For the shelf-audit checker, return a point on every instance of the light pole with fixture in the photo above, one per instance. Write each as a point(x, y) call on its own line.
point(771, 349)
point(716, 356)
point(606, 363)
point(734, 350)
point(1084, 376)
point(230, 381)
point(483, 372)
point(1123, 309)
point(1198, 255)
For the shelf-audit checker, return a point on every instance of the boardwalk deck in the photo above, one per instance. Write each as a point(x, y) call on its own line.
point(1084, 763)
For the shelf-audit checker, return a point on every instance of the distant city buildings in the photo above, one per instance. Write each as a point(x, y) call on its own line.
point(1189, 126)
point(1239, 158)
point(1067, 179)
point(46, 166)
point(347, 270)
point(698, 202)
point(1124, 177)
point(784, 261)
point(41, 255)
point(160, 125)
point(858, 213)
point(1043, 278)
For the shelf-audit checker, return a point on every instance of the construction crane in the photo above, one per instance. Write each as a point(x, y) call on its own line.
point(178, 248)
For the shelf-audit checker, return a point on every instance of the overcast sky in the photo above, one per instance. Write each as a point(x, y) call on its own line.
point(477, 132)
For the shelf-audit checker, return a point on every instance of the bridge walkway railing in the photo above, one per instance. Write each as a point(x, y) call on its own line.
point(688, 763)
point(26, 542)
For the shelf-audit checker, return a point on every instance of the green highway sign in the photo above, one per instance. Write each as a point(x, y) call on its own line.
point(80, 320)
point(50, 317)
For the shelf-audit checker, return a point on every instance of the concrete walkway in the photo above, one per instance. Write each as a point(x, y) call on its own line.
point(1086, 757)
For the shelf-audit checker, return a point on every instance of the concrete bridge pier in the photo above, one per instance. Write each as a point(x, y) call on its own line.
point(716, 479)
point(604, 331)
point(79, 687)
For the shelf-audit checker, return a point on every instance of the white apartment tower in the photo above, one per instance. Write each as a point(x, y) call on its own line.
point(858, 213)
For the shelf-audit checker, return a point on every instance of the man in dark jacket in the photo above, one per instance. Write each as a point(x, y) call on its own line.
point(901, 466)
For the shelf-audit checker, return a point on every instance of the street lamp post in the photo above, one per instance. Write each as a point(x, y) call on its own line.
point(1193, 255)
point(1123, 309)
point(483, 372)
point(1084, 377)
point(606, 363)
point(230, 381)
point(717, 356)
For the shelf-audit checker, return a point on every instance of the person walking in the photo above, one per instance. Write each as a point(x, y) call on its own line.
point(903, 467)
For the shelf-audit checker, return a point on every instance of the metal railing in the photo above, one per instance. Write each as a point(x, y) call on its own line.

※

_Task prompt_: Rewrite all of the entries above, switching "shelf-audit checker" to "inventory review tool" wherever it occurs and leaving every other word unchanged.

_Exercise answer_:
For the inventory review tool, return a point on every instance of the light pole with fixture in the photo above, one per instance. Write each as a point(x, y) call on its own line.
point(771, 349)
point(716, 356)
point(606, 363)
point(734, 350)
point(1084, 376)
point(230, 381)
point(483, 372)
point(1123, 309)
point(1198, 255)
For the inventory review tool, return a point on every instance of the boardwalk deck in the photo above, one per instance. Write each as a point(x, y) call on its own line.
point(1084, 763)
For the inventory review tool, return a point on every instance of the distant city buildings in the photo above, one per instance. Write each as a point(x, y) call on its own line.
point(1189, 126)
point(1239, 158)
point(1067, 179)
point(46, 166)
point(347, 270)
point(698, 202)
point(1124, 177)
point(784, 261)
point(41, 255)
point(160, 125)
point(858, 213)
point(1043, 278)
For the inventory review tool, return a point on every instance of the construction crane in the photo above, one per instance. Write each as a point(x, y) call on its own line.
point(178, 248)
For the inventory review tool, return a point on every instance of the overcast sky in the photo above, one per instance. Write each as a point(x, y) call on its own line.
point(477, 132)
For the inventory review tool, return a point on every instance of the bridge walkway railing in the photo above, one per instance. Write each as a point(x, y) call on its own line.
point(688, 763)
point(26, 542)
For the inventory review tool, return a point on every instance of the green highway sign in the photo above, one per instance. Write each as a point(x, y) call on its own line.
point(80, 320)
point(50, 317)
For the inventory review tool, return a point on every instance of the concrete walkway in the photo above, one per instance. Write each as a point(x, y) call on its own line.
point(1086, 757)
For the inventory review tool, return a point on every instance of the concrete bridge pier in the photo above, one per instance. Write each as a point(x, y) call on its own line.
point(716, 479)
point(604, 331)
point(79, 687)
For the inventory review tool, return a point on every instance of the white apartment tower in the photo above, one per instance. Write each as a point(x, y) call on its own line.
point(858, 213)
For the inventory review tool, return a point on every instance of the man in dark jacket in the photo above, one per instance. Write each as a point(x, y) call on its own line.
point(901, 466)
For the inventory review tool, return a point on every instance of the street lamp post in the photo above, one per instance. Write each as a point(x, y) call on its own line.
point(1193, 255)
point(1123, 309)
point(483, 372)
point(1084, 377)
point(606, 363)
point(230, 381)
point(717, 356)
For the inventory review tool, return a point on every instance of the person walking in the photo above, one per instance. Write each as a point(x, y) call on its own line.
point(903, 467)
For the inventory review tool, return a point on every instance of the metal railing in the photo above, one per instance. Write each as a point(x, y) call on its own line.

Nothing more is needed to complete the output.